Total said in September that sanctions would not stop it working on the Yamal project, a $27bn joint venture investment to tap vast natural gas reserves in north-west Siberia that aims to double Russia’s stake in the fast-growing market for liquefied natural gas. De Margerie said then that Europe could not live without Russian gas, adding that there was no reason to do so.


Christophe de Margerie is not the first European oil company boss to die in a plane crash after stepping out of line with the other, particularly American, oil interests and Western policy, and pursuing national economic independence though trading with the Russians.

In Italy, Enrico Mattei,  who was put in charge of the state-owned AGIP corporation after the liberation decided that rather than break it up among private companies, he would expand and reorganise it to develop natural gas resources for Italian industry and reduce dependence on imported fuels. ENI, as it became,  Ente Nazionale Idrocarburi (ENI), went on to negotiate important oil concessions in the Middle East and a major trade agreement with the Soviet Union. Mattei also pioneered the policy that oil-producing countries should receive three quarters of the revenue.

(Labeled-object pointing entries)
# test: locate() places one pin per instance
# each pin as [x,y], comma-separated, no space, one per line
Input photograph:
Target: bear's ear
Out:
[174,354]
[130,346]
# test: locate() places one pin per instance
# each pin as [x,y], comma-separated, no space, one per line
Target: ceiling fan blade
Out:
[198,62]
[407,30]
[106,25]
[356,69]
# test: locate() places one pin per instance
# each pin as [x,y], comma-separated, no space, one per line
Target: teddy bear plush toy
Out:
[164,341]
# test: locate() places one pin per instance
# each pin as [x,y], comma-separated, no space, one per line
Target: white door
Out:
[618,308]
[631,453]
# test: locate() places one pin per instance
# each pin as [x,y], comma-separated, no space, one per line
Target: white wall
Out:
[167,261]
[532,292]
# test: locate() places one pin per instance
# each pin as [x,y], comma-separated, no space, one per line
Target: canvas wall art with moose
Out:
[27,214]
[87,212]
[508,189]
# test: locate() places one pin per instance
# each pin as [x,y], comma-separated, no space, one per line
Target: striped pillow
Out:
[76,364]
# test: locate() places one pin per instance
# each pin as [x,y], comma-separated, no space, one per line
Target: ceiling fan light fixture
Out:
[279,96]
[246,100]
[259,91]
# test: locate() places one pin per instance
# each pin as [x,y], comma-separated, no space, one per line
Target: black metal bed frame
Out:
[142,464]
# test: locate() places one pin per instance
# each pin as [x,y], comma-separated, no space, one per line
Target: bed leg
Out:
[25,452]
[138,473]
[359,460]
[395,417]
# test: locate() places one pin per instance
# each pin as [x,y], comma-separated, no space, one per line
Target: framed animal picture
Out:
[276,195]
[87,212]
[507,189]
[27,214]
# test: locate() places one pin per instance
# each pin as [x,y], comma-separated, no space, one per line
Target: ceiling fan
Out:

◆ What this exercise asks
(a) In the passage on European oil bosses, take the part that opens with the words containing "In Italy, Enrico" and closes with "of the revenue.", and give it again with "state-owned" switched to "publicly owned".
(b) Pick out and copy every line of the records that contains the string "wall", treating uppercase and lowercase as different.
The passage and the records are unrelated and should be treated as separate material.

◆ Final results
(a)
In Italy, Enrico Mattei,  who was put in charge of the publicly owned AGIP corporation after the liberation decided that rather than break it up among private companies, he would expand and reorganise it to develop natural gas resources for Italian industry and reduce dependence on imported fuels. ENI, as it became,  Ente Nazionale Idrocarburi (ENI), went on to negotiate important oil concessions in the Middle East and a major trade agreement with the Soviet Union. Mattei also pioneered the policy that oil-producing countries should receive three quarters of the revenue.

(b)
Target: white wall
Target: canvas wall art with moose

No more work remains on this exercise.